## Assignment
Below are lines of data; give the number of them that contain "every", and only that.

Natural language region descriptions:
*** Block opens ***

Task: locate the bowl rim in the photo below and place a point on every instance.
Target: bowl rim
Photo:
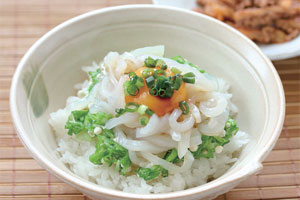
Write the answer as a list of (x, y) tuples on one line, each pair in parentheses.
[(81, 184)]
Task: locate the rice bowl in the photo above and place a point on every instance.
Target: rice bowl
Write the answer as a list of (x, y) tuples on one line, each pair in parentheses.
[(194, 140), (236, 59)]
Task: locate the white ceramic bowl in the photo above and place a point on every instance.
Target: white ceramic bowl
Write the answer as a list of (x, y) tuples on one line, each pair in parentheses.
[(273, 51), (47, 73)]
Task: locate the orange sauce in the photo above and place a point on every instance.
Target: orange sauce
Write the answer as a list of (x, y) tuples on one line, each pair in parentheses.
[(160, 106)]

*** Block closes ***

## Solved exercise
4